-- Start of Input --

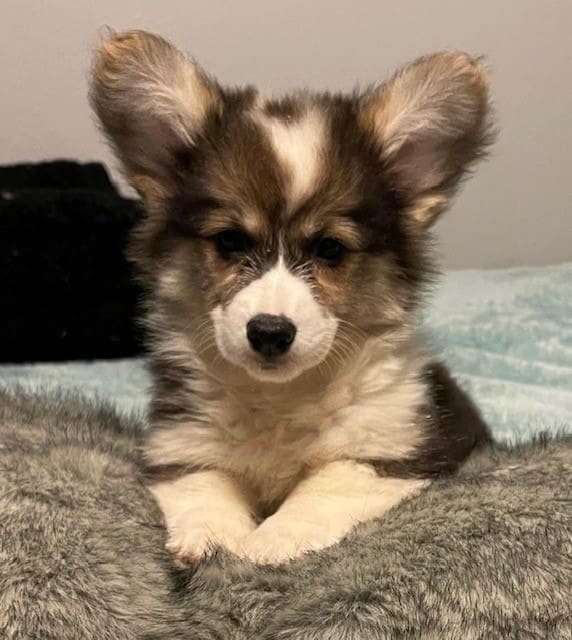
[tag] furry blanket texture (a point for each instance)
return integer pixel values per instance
(506, 334)
(70, 291)
(485, 555)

-- End of Input --

Goal of the exercise:
Render every line of the rows above as a numbered list, skipping blank lines and leaving the pictures out.

Written reply:
1. [tag] furry blanket texture (a point for each instance)
2. return integer pixel values per instance
3. (506, 334)
4. (70, 291)
5. (485, 555)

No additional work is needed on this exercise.